== Excerpt to read ==
begin
I take shadow in God’s wings:   In Chapter 57, a cigarette lighter taken as a souvenir by a murderer is returned to the victim’s mother, together with a business card with the handwritten message, “I take shadow in God’s wings,” a paraphrase of a sentiment expressed in Psalm 17:8, where David seeks protection from his mortal enemies.  The signature on the card is meant to mislead the victim’s mother about the identity of the murderer.  The Bible phrase twists King David’s prayer into its opposite meaning:  the evil murderer claims that God Himself is protecting him from punishment.
 
SEXUAL PERVERSION
Some of our readers want to see more sex in our books.  Unlike romance novels, murder mysteries do not really lend themselves to explicit sexual scenes, and we are incapable of writing them anyway. 
 
However, when we were about to start Agenda for Murder, two separate, unrelated sources told us about sex clubs in Fort Wayne.  We never had the courage to check them out personally, even in the name of research, but we’ve read about them.  As it happens, their existence fit perfectly with the vices of two of our central characters.  How often has a politician or international official or famous movie star or admired corporate executive or churchman been publicly humiliated when a sexual perversion surfaced -- exhibitionism, secret homosexuality, infidelity, pedophilia, addiction to pornography, even rape.  Sex is frequently the vice of choice for the rich, famous, and powerful.
 
Thus, in Agenda for Murder, the Free Willys, a loose collection of swingers, are the inspiration for the more formal Caviar Club, an upscale nightclub for swingers founded and frequented by our central characters who wear virtuous faces in public.  In fact, the climactic scene takes place in The Caviar Club.  The scenes in The Caviar Club are as funny as they are disgusting.
 
In short, Agenda for Murder has much more to say about sex than our previous books, but hunting for the sexy scenes won’t be as titillating as doing the same thing in a book by Jackie Collins or Danielle Steele.
 
SERENDIPITY 
We began writing Agenda for Murder the second week of January.  Besides entertaining and mystifying our readers, we intended to expose the dark side of Agenda 21.  One of Agenda 21’s claims is that it will produce a sustainable, eco-friendly life for all by using as few natural resources and as little carbon-based energy as possible -- by subjugating human needs to protection of Mother Earth.  So what happens in February during the Super Bowl in New Orleans’ super eco-friendly Mercedes-Benz stadium?  The lights go out for over half an hour.  We couldn’t pass that one up.
 
DIVERSITY
Diversity is the catchword of the bigoted. 
 
Bigots see everything in terms of race, religion, age, and gender -- and also academic degrees, ethnicity, and sexual persuasion.  They see everyone but themselves as bigots.  That’s how our fictional Ambassador, who makes cheap appeals to race to one of the other black men in the book, sees the world.  That’s how our young people are being taught by a largely left-wing academia to see the world.
end
== Work to do ==
1. According to the excerpt on Agenda for Murder, when did the authors begin writing the book?
2. Copy out the stretch of the listing from the line containing "Above is a UI screenshot. Highlight the landscaping" through the line containing "[308,344,397,418]", keeping both of those lines.

Region labeling records
begin
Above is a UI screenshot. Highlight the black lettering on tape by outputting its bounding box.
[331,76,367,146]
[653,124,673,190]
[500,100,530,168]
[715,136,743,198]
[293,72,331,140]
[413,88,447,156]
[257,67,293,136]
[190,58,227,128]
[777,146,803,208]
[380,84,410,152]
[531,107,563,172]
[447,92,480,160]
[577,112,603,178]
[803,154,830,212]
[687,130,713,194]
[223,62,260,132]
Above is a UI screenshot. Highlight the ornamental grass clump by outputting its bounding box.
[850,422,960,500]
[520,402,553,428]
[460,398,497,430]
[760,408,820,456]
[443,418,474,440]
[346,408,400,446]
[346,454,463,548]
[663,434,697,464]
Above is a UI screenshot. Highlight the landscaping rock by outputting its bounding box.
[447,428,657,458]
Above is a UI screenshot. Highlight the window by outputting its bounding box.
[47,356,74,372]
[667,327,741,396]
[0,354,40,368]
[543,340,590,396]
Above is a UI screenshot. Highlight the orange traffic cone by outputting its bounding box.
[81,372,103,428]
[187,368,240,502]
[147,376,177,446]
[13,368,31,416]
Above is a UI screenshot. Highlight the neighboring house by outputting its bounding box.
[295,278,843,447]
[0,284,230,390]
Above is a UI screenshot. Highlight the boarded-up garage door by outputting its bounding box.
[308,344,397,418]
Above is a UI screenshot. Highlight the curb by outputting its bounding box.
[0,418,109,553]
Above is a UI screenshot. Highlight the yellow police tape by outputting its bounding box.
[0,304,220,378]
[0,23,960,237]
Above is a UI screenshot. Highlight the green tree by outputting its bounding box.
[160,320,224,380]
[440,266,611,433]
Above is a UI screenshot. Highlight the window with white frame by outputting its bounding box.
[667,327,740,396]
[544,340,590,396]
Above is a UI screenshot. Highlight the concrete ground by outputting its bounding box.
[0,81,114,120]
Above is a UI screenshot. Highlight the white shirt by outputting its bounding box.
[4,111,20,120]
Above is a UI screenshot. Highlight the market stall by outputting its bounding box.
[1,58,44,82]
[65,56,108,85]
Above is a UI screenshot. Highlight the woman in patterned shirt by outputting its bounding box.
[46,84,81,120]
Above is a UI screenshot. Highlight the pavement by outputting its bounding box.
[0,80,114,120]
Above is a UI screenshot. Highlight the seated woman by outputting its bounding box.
end
== Completed exercise ==
1. The second week of January.

2.
Above is a UI screenshot. Highlight the landscaping rock by outputting its bounding box.
[447,428,657,458]
Above is a UI screenshot. Highlight the window by outputting its bounding box.
[47,356,74,372]
[667,327,741,396]
[0,354,40,368]
[543,340,590,396]
Above is a UI screenshot. Highlight the orange traffic cone by outputting its bounding box.
[81,372,103,428]
[187,368,240,502]
[147,376,177,446]
[13,368,31,416]
Above is a UI screenshot. Highlight the neighboring house by outputting its bounding box.
[295,278,843,447]
[0,284,230,390]
Above is a UI screenshot. Highlight the boarded-up garage door by outputting its bounding box.
[308,344,397,418]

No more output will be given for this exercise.